THE RECORDS:
____________________

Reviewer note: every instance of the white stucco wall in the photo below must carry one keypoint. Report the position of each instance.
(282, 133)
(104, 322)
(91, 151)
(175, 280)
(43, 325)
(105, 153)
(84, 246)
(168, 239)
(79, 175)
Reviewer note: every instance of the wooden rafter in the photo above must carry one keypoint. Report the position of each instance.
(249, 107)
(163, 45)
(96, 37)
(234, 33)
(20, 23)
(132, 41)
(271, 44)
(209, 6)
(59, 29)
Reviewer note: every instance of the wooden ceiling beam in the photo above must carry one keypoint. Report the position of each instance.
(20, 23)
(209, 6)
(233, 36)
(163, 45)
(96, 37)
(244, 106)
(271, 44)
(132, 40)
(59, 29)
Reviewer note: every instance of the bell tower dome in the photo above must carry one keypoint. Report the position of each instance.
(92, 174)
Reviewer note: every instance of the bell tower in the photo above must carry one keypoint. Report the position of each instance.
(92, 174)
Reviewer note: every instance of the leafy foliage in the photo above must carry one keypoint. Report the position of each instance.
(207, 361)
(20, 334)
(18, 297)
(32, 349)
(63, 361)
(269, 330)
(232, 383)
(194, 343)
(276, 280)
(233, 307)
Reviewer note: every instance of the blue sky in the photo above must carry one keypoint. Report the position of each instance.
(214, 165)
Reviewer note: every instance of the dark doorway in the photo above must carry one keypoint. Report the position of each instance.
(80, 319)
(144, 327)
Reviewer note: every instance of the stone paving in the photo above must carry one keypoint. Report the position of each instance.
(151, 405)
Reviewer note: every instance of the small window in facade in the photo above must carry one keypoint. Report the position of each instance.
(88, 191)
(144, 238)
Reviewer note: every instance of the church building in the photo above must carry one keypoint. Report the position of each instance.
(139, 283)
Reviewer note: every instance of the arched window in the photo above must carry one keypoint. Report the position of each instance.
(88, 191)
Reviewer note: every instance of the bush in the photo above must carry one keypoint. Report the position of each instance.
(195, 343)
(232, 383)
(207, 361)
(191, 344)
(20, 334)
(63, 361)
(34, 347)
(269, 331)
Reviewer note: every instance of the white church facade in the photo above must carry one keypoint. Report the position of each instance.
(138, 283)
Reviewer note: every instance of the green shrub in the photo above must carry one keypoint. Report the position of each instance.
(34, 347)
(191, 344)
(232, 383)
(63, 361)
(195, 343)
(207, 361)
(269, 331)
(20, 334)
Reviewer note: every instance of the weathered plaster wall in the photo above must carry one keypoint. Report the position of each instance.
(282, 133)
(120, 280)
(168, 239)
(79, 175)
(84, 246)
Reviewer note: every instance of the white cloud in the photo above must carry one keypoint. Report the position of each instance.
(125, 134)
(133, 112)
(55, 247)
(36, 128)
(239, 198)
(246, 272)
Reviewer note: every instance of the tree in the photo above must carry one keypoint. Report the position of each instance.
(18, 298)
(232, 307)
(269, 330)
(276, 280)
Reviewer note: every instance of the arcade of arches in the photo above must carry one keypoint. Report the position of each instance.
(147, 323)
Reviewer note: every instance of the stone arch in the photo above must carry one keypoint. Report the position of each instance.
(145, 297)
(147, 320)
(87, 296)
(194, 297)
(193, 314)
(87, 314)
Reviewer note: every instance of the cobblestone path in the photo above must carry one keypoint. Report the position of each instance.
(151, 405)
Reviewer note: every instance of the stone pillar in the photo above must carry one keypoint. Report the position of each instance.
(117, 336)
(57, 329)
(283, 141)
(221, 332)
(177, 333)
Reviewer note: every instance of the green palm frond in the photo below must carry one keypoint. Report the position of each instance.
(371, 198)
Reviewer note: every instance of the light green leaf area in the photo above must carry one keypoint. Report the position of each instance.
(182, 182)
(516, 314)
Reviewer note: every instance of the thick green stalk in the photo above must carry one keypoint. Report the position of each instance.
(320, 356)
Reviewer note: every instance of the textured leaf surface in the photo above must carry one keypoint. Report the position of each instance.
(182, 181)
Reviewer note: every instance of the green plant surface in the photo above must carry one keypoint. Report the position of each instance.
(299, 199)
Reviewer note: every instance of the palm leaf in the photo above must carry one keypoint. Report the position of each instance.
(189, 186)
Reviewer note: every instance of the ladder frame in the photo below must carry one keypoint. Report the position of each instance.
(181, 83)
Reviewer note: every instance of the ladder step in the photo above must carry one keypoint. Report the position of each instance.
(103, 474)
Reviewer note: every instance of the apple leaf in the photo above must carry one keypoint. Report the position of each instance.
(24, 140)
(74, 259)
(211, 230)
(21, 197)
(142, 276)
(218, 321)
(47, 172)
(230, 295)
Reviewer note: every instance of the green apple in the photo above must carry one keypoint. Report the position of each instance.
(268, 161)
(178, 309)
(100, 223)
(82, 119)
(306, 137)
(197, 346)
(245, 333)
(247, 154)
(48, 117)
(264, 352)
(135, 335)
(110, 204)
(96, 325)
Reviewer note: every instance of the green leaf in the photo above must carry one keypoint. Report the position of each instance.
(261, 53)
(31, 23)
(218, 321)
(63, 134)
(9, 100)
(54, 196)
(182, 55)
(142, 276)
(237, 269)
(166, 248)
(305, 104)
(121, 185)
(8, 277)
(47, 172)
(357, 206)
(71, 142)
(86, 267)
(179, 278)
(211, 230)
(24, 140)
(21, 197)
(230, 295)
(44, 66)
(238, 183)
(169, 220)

____________________

ACTIVITY:
Beginning with the first line above, transcribe all of the data exactly.

RESPONSE BOX:
Reviewer note: every instance of the white stucco wall in the photo below must carry one keypoint. Report the position of each instance.
(282, 133)
(104, 322)
(91, 151)
(175, 280)
(43, 325)
(105, 153)
(84, 246)
(168, 239)
(79, 175)
Reviewer note: every instance of the wooden rafter in the photo above must carry one keypoint. Report the position of each instance.
(249, 107)
(163, 45)
(96, 37)
(234, 33)
(20, 23)
(132, 41)
(271, 44)
(209, 6)
(59, 29)
Reviewer note: every instance of the wooden ceiling beam in the photo above must carry one keypoint. Report the position of each instance.
(20, 23)
(209, 6)
(233, 36)
(163, 45)
(96, 37)
(244, 106)
(271, 44)
(132, 40)
(59, 29)
Reviewer note: every instance of the bell tower dome in the photo above must carry one keypoint. Report the position of each instance.
(92, 174)
Reviewer note: every instance of the bell tower in the photo above must carry one keypoint. Report the position of each instance.
(92, 174)
Reviewer note: every instance of the leafy foliage in the photo above must carry one keypoint. Report the position of each instance.
(207, 361)
(20, 334)
(18, 297)
(32, 349)
(63, 361)
(269, 330)
(232, 383)
(194, 343)
(276, 280)
(233, 307)
Reviewer note: every instance of the blue sky in the photo above must carry one keypoint. Report the position of each instance.
(214, 165)
Reviewer note: every instance of the dark doorway in the photo above must carry one keypoint. Report the position of each instance.
(80, 319)
(144, 327)
Reviewer note: every instance of the stone paving in the photo above must carry one keypoint. Report the position of each instance.
(151, 405)
Reviewer note: every instance of the small window in facade in the photo above must carry one keypoint. Report the position of each instance.
(88, 191)
(144, 238)
Reviewer note: every instance of the church building in the photo above must carry one keypoint. Report the position of each instance.
(139, 283)
Reviewer note: every instance of the arched window in the photo above must carry one keypoint. Report the position of each instance.
(88, 191)
Reviewer note: every instance of the bush in the photo above must carry one keypoint. Report the position of each instance.
(195, 343)
(232, 383)
(207, 361)
(191, 344)
(20, 334)
(63, 361)
(34, 347)
(269, 331)
Reviewer note: every instance of the white church facade in the photo above must carry one keypoint. Report the position of each instance.
(138, 283)
Reviewer note: every instance of the green shrub in the photo above must carry one keypoint. Report the position of each instance.
(34, 347)
(191, 344)
(232, 383)
(63, 361)
(195, 343)
(207, 361)
(269, 331)
(20, 334)
Reviewer note: every instance of the weathered plaster wall in the photo above must carry one keypoint. Report the position of each instance.
(282, 133)
(120, 280)
(168, 239)
(79, 175)
(84, 246)
Reviewer note: every instance of the white cloud in the photo above must carry one keypoint. Report the position of each instance.
(125, 134)
(133, 112)
(55, 247)
(36, 128)
(239, 198)
(246, 272)
Reviewer note: every instance of the tree in the photo above must carry one keypoint. Report the position of each instance.
(18, 298)
(232, 307)
(269, 330)
(276, 280)
Reviewer note: every instance of the arcade of arches in the photo above must carry one keypoint. Report the position of each instance.
(147, 323)
Reviewer note: every instance of the stone arch in the photo above must carry one keypoint. Report the position of each instance.
(145, 297)
(147, 320)
(87, 296)
(194, 297)
(193, 314)
(87, 314)
Reviewer note: every instance of the cobblestone path in the photo above must carry one keypoint. Report the position of each instance.
(151, 405)
Reviewer note: every instance of the stone pillar in the photo above must carry one keypoint. Report the position of each instance.
(117, 336)
(57, 329)
(283, 141)
(221, 332)
(177, 333)
Reviewer note: every instance of the green palm frond in the photo below must carry one keypoint. Report the position of each instance.
(371, 198)
Reviewer note: every instance of the light green leaf area in the photo above must carry one keypoint. Report the position of each instance.
(182, 182)
(516, 314)
Reviewer note: every instance of the thick green stalk in the photo above must carry one keypoint. Report the position of each instance.
(320, 356)
Reviewer note: every instance of the textured leaf surface in the photo above must carry one keypoint. Report the position of each instance.
(182, 181)
Reviewer note: every instance of the green plant surface in the photo above must carry one keypoint. Report the position of each instance.
(299, 199)
Reviewer note: every instance of the palm leaf in the photo above must carry one keypoint. Report the position of each instance.
(189, 186)
Reviewer note: every instance of the ladder frame in the photo below must carry one keypoint. Report the position of each instance.
(181, 83)
Reviewer note: every instance of the ladder step in the photo above must carry one keypoint. Report the position of each instance.
(103, 474)
Reviewer note: every instance of the apple leaf in the photo above must carry one keypoint. Report the position of each instance.
(24, 140)
(74, 259)
(211, 230)
(21, 197)
(142, 276)
(218, 321)
(47, 172)
(230, 295)
Reviewer note: every instance of the green apple in the photo above must carry one keypoint. Report the position of each instance.
(268, 161)
(178, 309)
(100, 223)
(82, 119)
(306, 137)
(197, 346)
(245, 333)
(247, 154)
(48, 117)
(264, 352)
(135, 335)
(110, 204)
(96, 325)
Reviewer note: every instance of the green leaf in the photo above must carry one keypoint. Report the position of each instance.
(261, 53)
(31, 23)
(218, 321)
(63, 134)
(9, 100)
(54, 196)
(182, 55)
(142, 276)
(237, 269)
(166, 248)
(305, 104)
(121, 185)
(8, 277)
(47, 172)
(357, 206)
(71, 142)
(86, 267)
(179, 278)
(211, 230)
(24, 140)
(21, 197)
(230, 295)
(44, 66)
(238, 183)
(169, 220)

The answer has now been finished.